## ZITIERTER TEXT
- - - - -
Gentrifizierung

Gentrifizierung/Gentrification (engl. "gentry" [dʒɛntri] - "niederer Adel", "feine Leute") ist ein Begriff aus der Stadtsoziologie, der einen strukturellen sozio-ökonomischen Wandel in innenstadtnahen Quartieren bezeichnet und der einen sozialen, kulturellen und ökonomischen Austausch der Bevölkerungsschichten sowie Verdrängungsdynamiken beschreibt.



Begriffsherkunft

Gentrification als Begriff wurde von der Stadtsoziologin RUTH GLASS (1963) geprägt und der den von ROBERT E. PARK und RODERIK D. McKENZIE (1925) geprägten Invasion-Sukzessions-Zyklus in Hinsicht auf "(...) den Austausch einer statusniedrigeren Bevölkerung durch eine statushöhere Bevölkerung in einem Wohngebiet" (Friedrichs/Kecskes 1996: 14) beschreibt.

Als Gentrification wird die bauliche Aufwertung durch Modernisierung eines innenstadtnahen Quartiers mit geringen Boden- und Mietpreisen und der Zuzug ins Quartier von sogenannten "Pionieren" verstanden, die infolgedessen einen sozialen und kulturellen Austausch nach sich zieht. Das Resultat ist die Übernahme von überdurchschnittlich gut verdienenden und jungen Haushalten sogenannten "Gentrifier" und das Quartier wird zur Enklave des gehobenen Wohnens (Häussermann et al. 2008: 242 f.).
- - - - -
[Datensätze zum Markieren von Objekten auf Fotos]
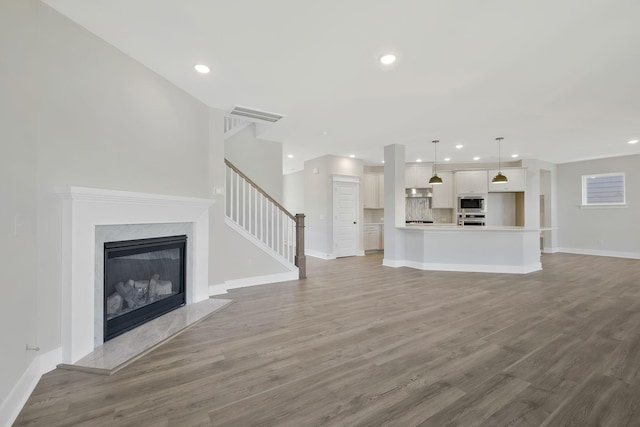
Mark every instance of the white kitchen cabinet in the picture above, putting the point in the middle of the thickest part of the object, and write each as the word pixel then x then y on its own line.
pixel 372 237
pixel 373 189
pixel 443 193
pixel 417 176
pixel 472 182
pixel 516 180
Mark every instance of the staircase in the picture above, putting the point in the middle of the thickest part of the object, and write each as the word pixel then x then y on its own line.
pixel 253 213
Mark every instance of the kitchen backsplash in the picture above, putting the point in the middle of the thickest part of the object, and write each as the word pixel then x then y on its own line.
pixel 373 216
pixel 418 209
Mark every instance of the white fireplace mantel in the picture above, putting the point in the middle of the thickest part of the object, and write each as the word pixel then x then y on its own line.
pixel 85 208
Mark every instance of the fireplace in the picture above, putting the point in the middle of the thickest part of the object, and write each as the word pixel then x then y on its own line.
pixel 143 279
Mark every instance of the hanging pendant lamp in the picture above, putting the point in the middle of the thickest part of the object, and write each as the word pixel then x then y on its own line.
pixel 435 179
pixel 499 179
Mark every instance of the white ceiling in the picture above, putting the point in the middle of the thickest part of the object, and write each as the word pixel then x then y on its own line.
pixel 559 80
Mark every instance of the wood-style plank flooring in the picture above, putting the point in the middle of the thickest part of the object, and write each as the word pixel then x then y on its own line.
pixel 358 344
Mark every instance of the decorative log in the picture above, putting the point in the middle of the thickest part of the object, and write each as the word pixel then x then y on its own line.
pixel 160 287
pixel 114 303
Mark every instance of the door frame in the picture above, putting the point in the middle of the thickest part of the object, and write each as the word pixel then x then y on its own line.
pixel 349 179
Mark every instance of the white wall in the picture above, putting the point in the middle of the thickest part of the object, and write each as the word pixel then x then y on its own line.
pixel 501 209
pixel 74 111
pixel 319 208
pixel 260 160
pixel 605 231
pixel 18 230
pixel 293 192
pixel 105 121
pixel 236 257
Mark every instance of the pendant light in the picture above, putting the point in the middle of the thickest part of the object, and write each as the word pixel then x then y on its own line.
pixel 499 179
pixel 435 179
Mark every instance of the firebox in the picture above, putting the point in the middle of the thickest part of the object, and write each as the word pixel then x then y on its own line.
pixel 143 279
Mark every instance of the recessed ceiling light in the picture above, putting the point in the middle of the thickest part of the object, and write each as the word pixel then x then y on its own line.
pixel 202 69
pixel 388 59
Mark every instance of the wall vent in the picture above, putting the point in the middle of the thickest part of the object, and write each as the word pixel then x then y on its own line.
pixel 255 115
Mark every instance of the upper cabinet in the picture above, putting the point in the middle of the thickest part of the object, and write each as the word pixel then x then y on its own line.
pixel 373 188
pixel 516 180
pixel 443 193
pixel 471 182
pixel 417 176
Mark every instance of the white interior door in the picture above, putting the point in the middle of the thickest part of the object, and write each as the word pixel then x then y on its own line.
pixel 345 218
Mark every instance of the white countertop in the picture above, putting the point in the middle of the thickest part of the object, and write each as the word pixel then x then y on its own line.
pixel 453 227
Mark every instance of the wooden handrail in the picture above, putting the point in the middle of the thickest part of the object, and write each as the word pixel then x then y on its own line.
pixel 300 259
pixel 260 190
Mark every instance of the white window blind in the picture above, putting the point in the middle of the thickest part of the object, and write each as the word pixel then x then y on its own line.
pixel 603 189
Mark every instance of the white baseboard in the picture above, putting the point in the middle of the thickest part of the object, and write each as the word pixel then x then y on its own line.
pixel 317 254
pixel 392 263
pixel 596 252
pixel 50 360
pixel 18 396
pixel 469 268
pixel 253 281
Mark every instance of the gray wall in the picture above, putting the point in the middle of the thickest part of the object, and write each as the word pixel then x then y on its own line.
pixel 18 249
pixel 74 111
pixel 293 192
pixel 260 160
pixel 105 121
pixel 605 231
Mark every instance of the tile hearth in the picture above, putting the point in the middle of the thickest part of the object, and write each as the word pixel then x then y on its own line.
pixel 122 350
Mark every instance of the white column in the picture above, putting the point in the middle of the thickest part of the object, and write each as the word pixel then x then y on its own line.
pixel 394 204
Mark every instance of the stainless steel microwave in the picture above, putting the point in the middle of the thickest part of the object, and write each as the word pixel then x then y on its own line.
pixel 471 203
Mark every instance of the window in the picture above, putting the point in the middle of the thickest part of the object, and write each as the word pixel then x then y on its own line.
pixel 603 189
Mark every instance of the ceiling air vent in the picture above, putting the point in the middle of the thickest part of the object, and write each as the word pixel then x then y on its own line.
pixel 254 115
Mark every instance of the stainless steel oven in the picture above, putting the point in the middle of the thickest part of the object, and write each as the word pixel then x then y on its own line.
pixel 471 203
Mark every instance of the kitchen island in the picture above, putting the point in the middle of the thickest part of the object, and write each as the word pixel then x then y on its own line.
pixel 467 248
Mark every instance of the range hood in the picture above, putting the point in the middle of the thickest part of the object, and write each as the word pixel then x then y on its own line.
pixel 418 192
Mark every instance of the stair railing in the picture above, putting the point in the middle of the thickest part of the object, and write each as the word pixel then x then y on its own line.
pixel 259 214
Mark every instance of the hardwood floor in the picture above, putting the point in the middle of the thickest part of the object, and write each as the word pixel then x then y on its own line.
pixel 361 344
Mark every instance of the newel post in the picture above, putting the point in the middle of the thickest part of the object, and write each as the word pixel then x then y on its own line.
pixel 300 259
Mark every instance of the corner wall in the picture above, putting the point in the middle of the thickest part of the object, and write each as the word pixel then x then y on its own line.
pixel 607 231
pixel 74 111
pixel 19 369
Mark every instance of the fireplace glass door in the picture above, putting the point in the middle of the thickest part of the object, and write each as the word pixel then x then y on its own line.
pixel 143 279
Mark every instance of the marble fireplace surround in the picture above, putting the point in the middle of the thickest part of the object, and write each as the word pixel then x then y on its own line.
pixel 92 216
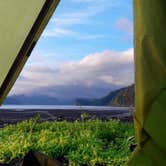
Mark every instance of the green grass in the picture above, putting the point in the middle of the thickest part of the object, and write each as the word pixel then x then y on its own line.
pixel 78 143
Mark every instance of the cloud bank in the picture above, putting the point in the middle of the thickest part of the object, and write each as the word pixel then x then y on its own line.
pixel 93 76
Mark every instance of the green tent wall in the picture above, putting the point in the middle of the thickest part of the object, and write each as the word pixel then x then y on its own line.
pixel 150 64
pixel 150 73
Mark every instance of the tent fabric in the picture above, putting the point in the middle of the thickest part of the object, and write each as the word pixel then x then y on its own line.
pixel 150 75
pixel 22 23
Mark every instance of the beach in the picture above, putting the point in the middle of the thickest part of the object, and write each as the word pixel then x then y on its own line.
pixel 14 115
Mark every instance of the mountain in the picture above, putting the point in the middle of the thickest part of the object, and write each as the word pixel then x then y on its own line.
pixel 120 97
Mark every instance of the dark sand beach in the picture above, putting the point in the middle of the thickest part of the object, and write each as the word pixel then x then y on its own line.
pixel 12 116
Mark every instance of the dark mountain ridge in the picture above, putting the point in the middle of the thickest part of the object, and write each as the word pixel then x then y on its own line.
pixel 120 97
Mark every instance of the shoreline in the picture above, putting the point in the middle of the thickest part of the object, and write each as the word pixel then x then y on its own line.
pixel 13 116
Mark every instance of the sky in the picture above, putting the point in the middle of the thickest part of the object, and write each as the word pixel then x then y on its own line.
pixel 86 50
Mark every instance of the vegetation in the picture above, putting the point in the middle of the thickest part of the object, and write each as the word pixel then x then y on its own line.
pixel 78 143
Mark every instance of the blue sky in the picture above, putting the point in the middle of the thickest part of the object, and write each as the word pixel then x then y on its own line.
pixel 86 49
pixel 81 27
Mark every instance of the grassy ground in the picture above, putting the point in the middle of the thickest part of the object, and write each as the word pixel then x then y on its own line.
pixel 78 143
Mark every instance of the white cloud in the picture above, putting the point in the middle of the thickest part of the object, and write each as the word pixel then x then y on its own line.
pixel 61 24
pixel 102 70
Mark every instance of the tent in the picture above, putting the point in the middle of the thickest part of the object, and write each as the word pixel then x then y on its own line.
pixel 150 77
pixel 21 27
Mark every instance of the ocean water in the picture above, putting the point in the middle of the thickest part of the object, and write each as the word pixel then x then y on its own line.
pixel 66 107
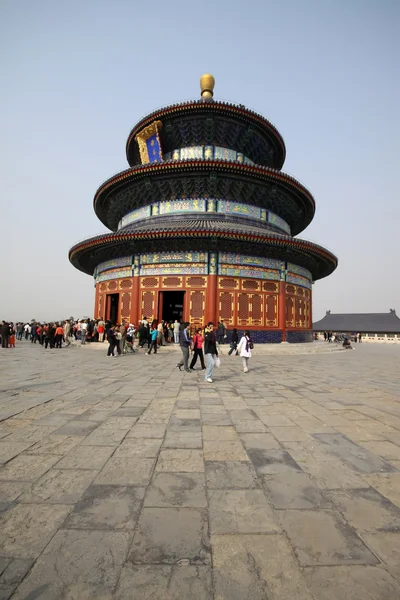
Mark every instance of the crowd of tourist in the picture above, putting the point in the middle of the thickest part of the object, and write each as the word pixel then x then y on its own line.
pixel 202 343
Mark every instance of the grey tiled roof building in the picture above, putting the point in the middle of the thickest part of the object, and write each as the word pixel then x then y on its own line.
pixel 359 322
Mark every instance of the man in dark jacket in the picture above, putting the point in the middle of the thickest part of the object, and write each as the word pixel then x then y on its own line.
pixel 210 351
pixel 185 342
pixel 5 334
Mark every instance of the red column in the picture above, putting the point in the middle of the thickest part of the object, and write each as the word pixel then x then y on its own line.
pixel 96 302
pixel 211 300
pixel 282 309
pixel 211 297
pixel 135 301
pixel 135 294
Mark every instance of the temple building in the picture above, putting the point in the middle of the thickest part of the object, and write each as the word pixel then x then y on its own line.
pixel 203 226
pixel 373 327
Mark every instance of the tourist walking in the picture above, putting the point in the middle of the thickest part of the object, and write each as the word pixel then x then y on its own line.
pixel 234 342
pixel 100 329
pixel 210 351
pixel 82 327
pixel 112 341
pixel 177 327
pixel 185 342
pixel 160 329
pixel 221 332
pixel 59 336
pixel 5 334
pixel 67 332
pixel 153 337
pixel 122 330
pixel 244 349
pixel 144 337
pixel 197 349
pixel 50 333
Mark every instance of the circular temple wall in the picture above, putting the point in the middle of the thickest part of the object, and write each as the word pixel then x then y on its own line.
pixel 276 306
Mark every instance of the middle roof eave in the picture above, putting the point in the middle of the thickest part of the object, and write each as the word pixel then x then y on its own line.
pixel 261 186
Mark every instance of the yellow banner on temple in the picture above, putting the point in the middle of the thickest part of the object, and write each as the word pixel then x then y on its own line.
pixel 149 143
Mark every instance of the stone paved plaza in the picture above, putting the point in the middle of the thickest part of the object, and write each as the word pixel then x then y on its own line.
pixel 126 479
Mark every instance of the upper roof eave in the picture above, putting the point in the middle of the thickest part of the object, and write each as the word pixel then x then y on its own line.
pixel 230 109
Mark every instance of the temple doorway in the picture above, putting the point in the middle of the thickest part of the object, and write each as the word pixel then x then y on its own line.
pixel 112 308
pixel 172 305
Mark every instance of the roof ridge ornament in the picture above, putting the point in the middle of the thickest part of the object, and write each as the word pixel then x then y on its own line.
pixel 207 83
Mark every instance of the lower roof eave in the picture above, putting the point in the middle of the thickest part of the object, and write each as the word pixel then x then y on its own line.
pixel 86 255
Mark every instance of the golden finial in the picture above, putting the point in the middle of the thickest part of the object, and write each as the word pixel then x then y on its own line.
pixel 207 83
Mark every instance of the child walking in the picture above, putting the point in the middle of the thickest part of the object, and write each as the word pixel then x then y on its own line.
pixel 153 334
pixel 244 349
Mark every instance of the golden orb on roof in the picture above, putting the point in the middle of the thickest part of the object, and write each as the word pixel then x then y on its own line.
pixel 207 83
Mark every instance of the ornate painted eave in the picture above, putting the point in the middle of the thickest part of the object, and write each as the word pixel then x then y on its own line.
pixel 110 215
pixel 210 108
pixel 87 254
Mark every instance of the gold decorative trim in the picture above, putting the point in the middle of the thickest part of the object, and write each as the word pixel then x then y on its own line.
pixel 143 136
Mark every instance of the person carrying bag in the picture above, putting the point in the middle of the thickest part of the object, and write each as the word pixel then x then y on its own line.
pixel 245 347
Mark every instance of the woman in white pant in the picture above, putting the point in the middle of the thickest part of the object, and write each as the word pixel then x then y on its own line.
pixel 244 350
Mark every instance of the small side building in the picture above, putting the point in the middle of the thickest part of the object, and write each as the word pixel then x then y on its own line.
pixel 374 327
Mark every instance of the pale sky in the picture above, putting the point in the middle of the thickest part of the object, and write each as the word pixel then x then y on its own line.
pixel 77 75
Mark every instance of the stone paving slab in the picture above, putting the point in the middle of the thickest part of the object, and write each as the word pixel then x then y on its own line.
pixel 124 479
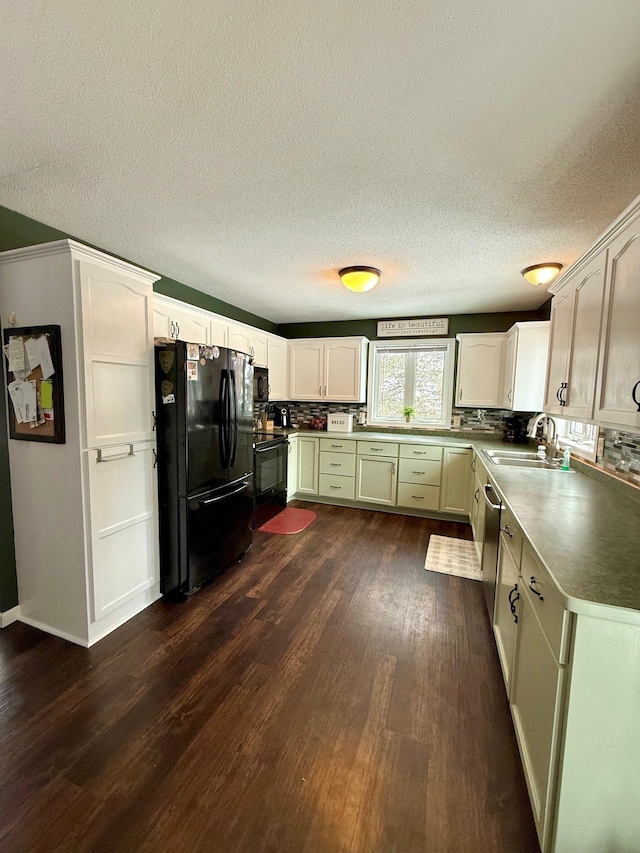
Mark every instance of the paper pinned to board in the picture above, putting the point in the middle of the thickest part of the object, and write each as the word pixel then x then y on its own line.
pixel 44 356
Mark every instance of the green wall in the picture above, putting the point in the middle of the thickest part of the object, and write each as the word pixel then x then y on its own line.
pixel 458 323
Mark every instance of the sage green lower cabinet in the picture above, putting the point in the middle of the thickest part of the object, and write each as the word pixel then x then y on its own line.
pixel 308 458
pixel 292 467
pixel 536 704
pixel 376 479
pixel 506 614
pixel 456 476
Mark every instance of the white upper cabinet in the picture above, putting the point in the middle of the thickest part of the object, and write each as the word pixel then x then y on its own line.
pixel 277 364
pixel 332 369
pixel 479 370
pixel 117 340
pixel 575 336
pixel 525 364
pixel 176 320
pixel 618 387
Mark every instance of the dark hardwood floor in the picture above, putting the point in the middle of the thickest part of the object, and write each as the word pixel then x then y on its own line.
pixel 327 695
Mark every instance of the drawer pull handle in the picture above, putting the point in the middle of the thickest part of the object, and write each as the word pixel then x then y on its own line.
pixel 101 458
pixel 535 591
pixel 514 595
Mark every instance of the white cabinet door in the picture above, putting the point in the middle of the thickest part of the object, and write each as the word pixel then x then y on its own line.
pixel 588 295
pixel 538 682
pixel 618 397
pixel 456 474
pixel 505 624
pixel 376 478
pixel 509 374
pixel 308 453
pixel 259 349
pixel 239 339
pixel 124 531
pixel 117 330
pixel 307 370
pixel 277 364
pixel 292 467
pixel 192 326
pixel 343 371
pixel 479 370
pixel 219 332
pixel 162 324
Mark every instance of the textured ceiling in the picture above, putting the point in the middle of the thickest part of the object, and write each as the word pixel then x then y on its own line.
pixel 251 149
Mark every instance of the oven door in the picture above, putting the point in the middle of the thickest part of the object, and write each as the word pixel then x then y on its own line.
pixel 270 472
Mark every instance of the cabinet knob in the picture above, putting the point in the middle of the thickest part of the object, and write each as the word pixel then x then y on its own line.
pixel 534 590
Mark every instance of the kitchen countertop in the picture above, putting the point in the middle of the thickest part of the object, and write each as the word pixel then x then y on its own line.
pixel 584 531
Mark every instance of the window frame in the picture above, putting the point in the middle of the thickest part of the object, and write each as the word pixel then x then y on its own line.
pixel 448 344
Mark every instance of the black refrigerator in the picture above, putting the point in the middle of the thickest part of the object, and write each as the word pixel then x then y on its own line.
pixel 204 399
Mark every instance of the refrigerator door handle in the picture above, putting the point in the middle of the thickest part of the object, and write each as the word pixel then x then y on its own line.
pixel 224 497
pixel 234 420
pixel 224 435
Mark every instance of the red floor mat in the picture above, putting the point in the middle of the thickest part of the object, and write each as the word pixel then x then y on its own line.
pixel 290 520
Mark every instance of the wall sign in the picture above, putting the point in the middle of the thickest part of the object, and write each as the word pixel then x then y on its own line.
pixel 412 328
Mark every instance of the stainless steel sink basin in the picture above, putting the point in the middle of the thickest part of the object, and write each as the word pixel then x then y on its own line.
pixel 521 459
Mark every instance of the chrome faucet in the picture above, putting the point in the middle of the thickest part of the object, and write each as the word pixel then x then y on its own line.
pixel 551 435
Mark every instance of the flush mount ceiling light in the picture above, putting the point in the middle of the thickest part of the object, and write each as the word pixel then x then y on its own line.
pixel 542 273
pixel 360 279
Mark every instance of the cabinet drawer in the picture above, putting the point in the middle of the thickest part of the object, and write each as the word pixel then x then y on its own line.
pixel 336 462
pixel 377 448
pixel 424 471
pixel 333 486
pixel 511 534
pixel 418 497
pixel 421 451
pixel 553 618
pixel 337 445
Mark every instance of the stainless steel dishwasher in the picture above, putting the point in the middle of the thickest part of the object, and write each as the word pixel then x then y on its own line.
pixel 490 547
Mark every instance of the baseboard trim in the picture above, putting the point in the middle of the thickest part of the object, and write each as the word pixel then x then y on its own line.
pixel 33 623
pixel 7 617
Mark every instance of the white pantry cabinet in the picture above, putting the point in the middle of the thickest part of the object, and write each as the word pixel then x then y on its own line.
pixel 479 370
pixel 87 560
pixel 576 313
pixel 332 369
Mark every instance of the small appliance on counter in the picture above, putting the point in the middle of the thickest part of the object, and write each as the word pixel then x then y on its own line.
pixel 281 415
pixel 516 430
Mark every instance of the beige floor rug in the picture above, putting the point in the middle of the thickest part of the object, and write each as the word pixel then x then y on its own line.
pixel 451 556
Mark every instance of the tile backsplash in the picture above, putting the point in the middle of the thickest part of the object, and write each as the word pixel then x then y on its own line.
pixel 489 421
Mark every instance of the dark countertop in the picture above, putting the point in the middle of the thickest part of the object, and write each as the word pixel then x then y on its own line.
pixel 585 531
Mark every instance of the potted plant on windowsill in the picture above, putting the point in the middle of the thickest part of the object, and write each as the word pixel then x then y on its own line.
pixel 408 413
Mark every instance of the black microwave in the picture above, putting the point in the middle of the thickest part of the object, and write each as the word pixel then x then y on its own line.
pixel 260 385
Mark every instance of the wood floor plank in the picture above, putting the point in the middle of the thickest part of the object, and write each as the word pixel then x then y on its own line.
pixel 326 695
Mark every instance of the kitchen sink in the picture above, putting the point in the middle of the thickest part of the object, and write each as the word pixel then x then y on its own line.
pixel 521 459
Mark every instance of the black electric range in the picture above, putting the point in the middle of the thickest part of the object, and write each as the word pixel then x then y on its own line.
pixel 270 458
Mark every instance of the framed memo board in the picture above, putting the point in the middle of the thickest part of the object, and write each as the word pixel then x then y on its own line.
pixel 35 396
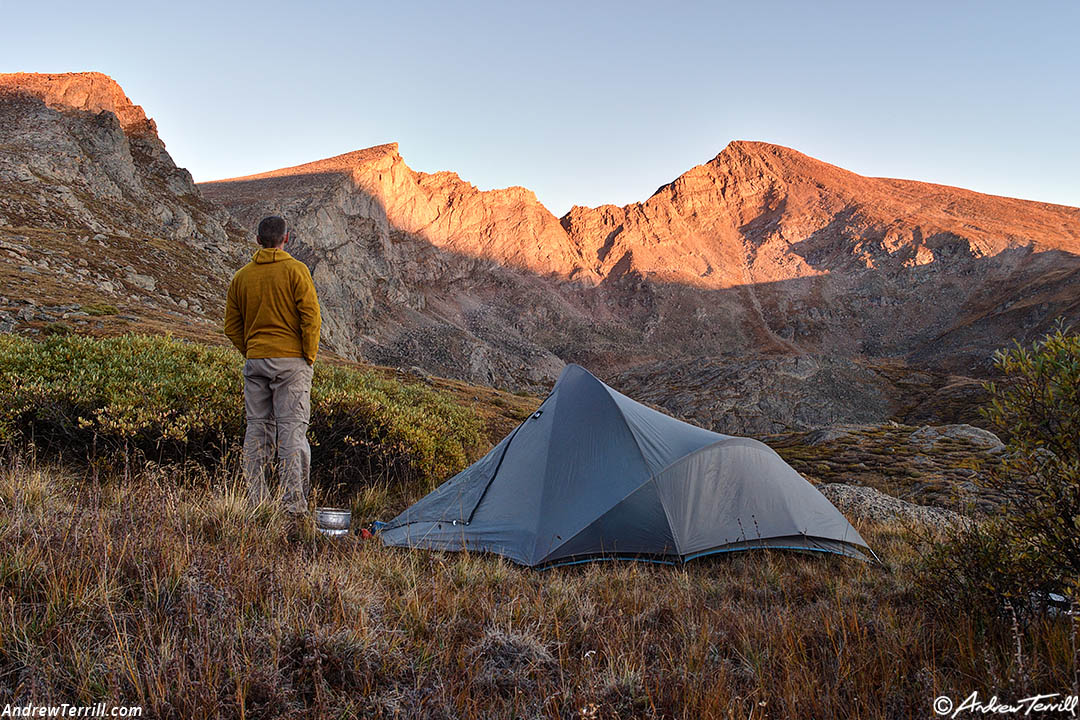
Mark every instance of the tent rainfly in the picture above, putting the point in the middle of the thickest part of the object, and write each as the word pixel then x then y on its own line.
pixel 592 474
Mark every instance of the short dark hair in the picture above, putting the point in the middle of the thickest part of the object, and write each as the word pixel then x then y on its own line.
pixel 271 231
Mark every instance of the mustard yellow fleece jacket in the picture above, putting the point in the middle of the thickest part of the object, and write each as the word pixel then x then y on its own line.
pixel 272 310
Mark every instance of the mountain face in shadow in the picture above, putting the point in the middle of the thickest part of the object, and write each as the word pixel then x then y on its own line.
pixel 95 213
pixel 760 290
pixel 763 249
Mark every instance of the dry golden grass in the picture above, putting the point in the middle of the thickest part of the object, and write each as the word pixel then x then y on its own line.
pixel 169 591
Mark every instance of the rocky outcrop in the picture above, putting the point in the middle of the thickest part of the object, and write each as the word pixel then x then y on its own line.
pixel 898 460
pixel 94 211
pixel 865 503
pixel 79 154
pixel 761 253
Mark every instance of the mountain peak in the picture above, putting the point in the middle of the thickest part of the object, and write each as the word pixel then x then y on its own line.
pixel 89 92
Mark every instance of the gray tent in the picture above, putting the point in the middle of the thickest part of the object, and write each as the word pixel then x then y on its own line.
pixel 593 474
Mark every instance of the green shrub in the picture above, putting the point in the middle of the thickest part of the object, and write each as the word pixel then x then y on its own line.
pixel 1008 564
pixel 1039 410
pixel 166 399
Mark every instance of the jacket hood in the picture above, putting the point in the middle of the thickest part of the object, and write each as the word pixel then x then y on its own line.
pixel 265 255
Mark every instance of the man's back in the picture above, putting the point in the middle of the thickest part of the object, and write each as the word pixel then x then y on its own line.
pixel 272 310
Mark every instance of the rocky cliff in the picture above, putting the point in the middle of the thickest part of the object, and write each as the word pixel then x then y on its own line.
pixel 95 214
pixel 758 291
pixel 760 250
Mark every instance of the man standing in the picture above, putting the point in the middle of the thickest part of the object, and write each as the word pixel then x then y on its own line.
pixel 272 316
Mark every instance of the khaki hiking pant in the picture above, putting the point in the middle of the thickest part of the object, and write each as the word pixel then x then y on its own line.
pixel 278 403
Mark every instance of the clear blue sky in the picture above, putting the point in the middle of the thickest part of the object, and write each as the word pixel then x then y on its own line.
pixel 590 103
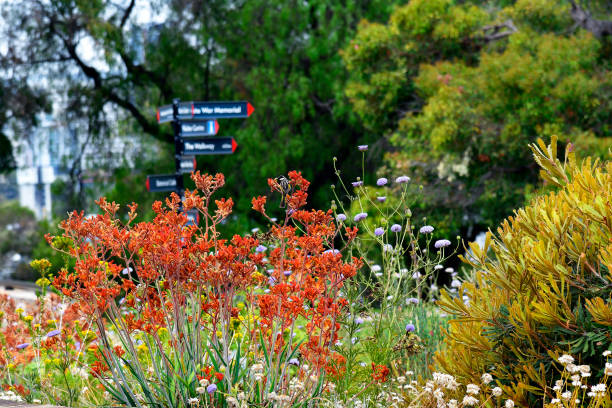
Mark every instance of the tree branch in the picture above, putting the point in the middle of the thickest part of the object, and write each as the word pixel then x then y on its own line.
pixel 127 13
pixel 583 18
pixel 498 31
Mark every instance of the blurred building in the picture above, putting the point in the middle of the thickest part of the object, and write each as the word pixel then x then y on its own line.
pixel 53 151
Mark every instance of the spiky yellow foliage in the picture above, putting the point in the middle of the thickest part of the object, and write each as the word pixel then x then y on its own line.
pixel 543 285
- - - - -
## SCHRIFTLICHE AUFGABE 1
Schreiben Sie den Text über Gentrifizierung vollständig und unverändert ab.
## SCHRIFTLICHE AUFGABE 2
Aktualisieren Sie die Datensätze ab der Zeile mit „Mark every instance of the black refrigerator“ bis einschließlich der Zeile mit „pixel 337 445“, indem Sie „refrigerator“ durch „fridge“ ersetzen. Geben Sie nur diese Zeilen wieder und lassen Sie alles andere darin unverändert.

## ERWARTETE LÖSUNG 1
Gentrifizierung

Gentrifizierung/Gentrification (engl. "gentry" [dʒɛntri] - "niederer Adel", "feine Leute") ist ein Begriff aus der Stadtsoziologie, der einen strukturellen sozio-ökonomischen Wandel in innenstadtnahen Quartieren bezeichnet und der einen sozialen, kulturellen und ökonomischen Austausch der Bevölkerungsschichten sowie Verdrängungsdynamiken beschreibt.



Begriffsherkunft

Gentrification als Begriff wurde von der Stadtsoziologin RUTH GLASS (1963) geprägt und der den von ROBERT E. PARK und RODERIK D. McKENZIE (1925) geprägten Invasion-Sukzessions-Zyklus in Hinsicht auf "(...) den Austausch einer statusniedrigeren Bevölkerung durch eine statushöhere Bevölkerung in einem Wohngebiet" (Friedrichs/Kecskes 1996: 14) beschreibt.

Als Gentrification wird die bauliche Aufwertung durch Modernisierung eines innenstadtnahen Quartiers mit geringen Boden- und Mietpreisen und der Zuzug ins Quartier von sogenannten "Pionieren" verstanden, die infolgedessen einen sozialen und kulturellen Austausch nach sich zieht. Das Resultat ist die Übernahme von überdurchschnittlich gut verdienenden und jungen Haushalten sogenannten "Gentrifier" und das Quartier wird zur Enklave des gehobenen Wohnens (Häussermann et al. 2008: 242 f.).

## ERWARTETE LÖSUNG 2
Mark every instance of the black fridge in the picture above, putting the point in the middle of the thickest part of the object, and write each as the word pixel then x then y on its own line.
pixel 204 399
Mark every instance of the fridge door handle in the picture above, putting the point in the middle of the thickest part of the object, and write each as the word pixel then x then y on its own line.
pixel 224 497
pixel 234 420
pixel 224 435
Mark every instance of the red floor mat in the picture above, putting the point in the middle of the thickest part of the object, and write each as the word pixel then x then y on its own line.
pixel 290 520
Mark every instance of the wall sign in the picture above, putting the point in the middle of the thickest part of the object, and write each as the word pixel then x then y on its own line.
pixel 412 328
Mark every instance of the stainless steel sink basin in the picture above, putting the point in the middle of the thickest part of the object, and write each as the word pixel then x then y on its own line.
pixel 521 459
Mark every instance of the chrome faucet in the picture above, putting the point in the middle of the thickest part of the object, and write each as the word pixel then x then y on its own line.
pixel 551 435
Mark every instance of the flush mount ceiling light in the picture above, putting the point in the middle of the thickest part of the object, and write each as the word pixel then x then y on its own line.
pixel 542 273
pixel 360 279
Mark every instance of the cabinet drawer in the picture above, putting the point in the middle of the thickest part of the object, and write each as the word pixel then x then y on its own line.
pixel 336 462
pixel 377 448
pixel 424 471
pixel 333 486
pixel 511 534
pixel 418 497
pixel 421 451
pixel 553 618
pixel 337 445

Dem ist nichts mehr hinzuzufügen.